§ **OBJECTIVE 1**:
In the post on blogging with Org, where does the site get uploaded after Gitlab ci builds it?
§ **OBJECTIVE 2**:
Carry the post on blogging with Org forward from its final sentence.

═══ PASSAGE GIVEN ═══

Rasmus Pank Roulund

Coffee & Coding Chronicles

Blogging with Org

I have been revamping my site to leverage Org fully. It is automatically build with Gitlab ci and uploaded to Gitlab Pages whenever I push a new commit via git. Gitlab Pages and ci was what finally made Org desirable for websites, as I don’t have to worry about keeping those dreaded html files up to date.

By no means is this the first blog and page generated by Org. Nicolas Petton’s boeautiful page is made in Org, and Dennis Ogbe’s post on blogging with Org and using ox-publish was a good inspiration.

As Dennis, I one of the main problems of blogging with Org is generating the index. org-publish-org-sitemap is already pretty good, and sorts files according to the #+DATE keywords. All it needs is some better template support. For instance, to make the index more “blog-like”, I’d like to #+include the lead block from each site. Fortunately, whenever this patch is merged, it’s a matter of extending org-publish-sitemap-file-entry-format. Until this is widely available—that is when Org 9 is released (another version was merged) I’ll be using the hack shown below.

Building Org sites with Gitlab ci

With Gitlab ci it is easy to build a static page with one’s favorite static site generator. Needless to say, I’m a big fan of ox-html. It’s in turn easy to build a static site with =ox-publish=.

I keep the publish project for the file, plus all hacks in a single file, publish.el. Thus, I can publish the site with a single command:

emacs --batch --no-init-file --load publish.el --funcall org-publish-all

Thus, I can use the following ci configuration file:

image: pank/docker-ox
       # vipintm/xelatex

before_script:
  - apt-get update; apt-get install -y wget make emacs-nox
pages:
  script:
    - emacs --batch --no-init-file --load publish.el --funcall org-publish-all
  artifacts:
    paths:
      - public
  only:
    - master

I host my own Runner. To use one of the public runners provided by gitlab.com see this bare-bone example repository.

Org configuration

Below is the publish.el I use to publish the site. What follows is an annotation of some of the functions, perhaps mainly to actually use coderef for once.

To avoid keeping the head of the document in publish I use the function in line pank.eu-head that just loads an external, common head file as a string. I can load styles and scripts in the head file.

pank.eu-preamble set the preamble of each sub-project defined in org-publish-project-alist. Actually, org-html-preamble-format should be flexible enough to do this, so I don’t know why I’m not doing it like that.

pank.eu-add-html-lang-tag inserts the language in the opening html tag, as Hyphenator.js requires this. This functionality is already in place in Org-9.

There’s a couple of hacks to make blog articles a bit nicer. First, in line pank.eu-blog-article I define a function that inserts the #+title of the post as a normal headline, which in turns becomes a h2 in the output. It also removes any emphases from the #+title line, as I use a cool css hack from Nicolas’s site, where bold is displayed as block. The function in line pank.eu-blog-index fixes up the blog index. this is a remedy for the poor template support for ox-publish sitemaps. It will be fixed in Org-9.

═══ SOURCE EXCERPT ═══

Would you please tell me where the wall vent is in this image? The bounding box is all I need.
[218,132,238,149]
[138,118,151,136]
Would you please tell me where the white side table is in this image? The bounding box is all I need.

═══

§ **RESULT 1**:
Gitlab Pages

§ **RESULT 2**:
The actual publishing project org-publish-project-alist.

;; publish.el --- Publish pank.eu using ox-html and ox-publish
;; Author: Rasmus

;; (package-initialize)
;; Initialize locally downloaded Org, if available 

(add-to-list 'load-path "/usr/share/emacs/site-lisp")

(defun pank.eu-get-latest-org ()
  "Download the latest Org if the shipped version is too old."
  (let* ((default-directory "/tmp/")
         (org-dir "/tmp/org-mode/")
         (cgit-url "http://orgmode.org/cgit.cgi/org-mode.git/snapshot/master.tar.gz")
         (htmlize-url "https://raw.githubusercontent.com/hniksic/emacs-htmlize/master/htmlize.el")
         (cgitp (zerop (shell-command (concat "wget -q --spider " cgit-url)))))
    (unless (file-directory-p org-dir)
      (url-copy-file
       (if cgitp cgit-url "http://orgmode.org/org-latest.tar.gz")
       "org.tar.gz" t)
      (shell-command
       (concat "tar xfz org.tar.gz;"
               (if cgitp "mv master org-mode;")
               (concat "cd " org-dir ";")
               "make autoloads")))
    (unless (featurep 'htmlize)
      (url-copy-file htmlize-url (concat org-dir "lisp/htmlize.el") t))
    (add-to-list 'load-path (concat org-dir "lisp/"))
    (add-to-list 'load-path (concat org-dir "contrib/lisp/"))))

(pank.eu-get-latest-org)

(require 'org)
(require 'ox)
(require 'ox-html)
(require 'ox-latex)
(require 'ox-publish)

;; timestamps are no good since the gitlab runner always recreate
;; everything.  Though maybe it just copies over.  In which case
;; timestamps might lead to incremental update.  Which would be
;; better...  maybe timestamps should be used...
(setq org-publish-use-timestamps-flag nil)
(setq user-full-name "Rasmus Pank Roulund")
(setq user-mail-address "rasmus@pank.eu")
;; (setq org-latex-pdf-process '("latexmk -g -xelatex %f"))

;; Set default settings outside of publish to not repeat settings.
;; Can be overwritten on a file basis.
(setq org-export-with-inlinetasks nil
      org-export-with-section-numbers nil
      org-export-with-smart-quotes t
      org-export-with-statistics-cookies nil
      org-export-with-toc nil
      org-export-with-tasks nil)

(defun pank.eu-head (&optional header) ; (ref:pank.eu-head)
  (with-temp-buffer
    (insert-file (or header "head.html"))
    (buffer-string)))

;; HTML settings
(setq org-html-divs '((preamble "header" "top")
                      (content "main" "content")
                      (postamble "footer" "postamble"))
      org-html-container-element "section"
      org-html-metadata-timestamp-format "%Y-%m-%d"
      org-html-checkbox-type 'html
      org-html-html5-fancy t
      org-html-htmlize-output-type 'css
      org-html-head-include-default-style t
      org-html-style-default (pank.eu-head "head.html")
      org-html-head-include-scripts t
      org-html-scripts (pank.eu-head "head-extra.html")
      org-html-doctype "html5"
      org-html-home/up-format "%s\n%s\n")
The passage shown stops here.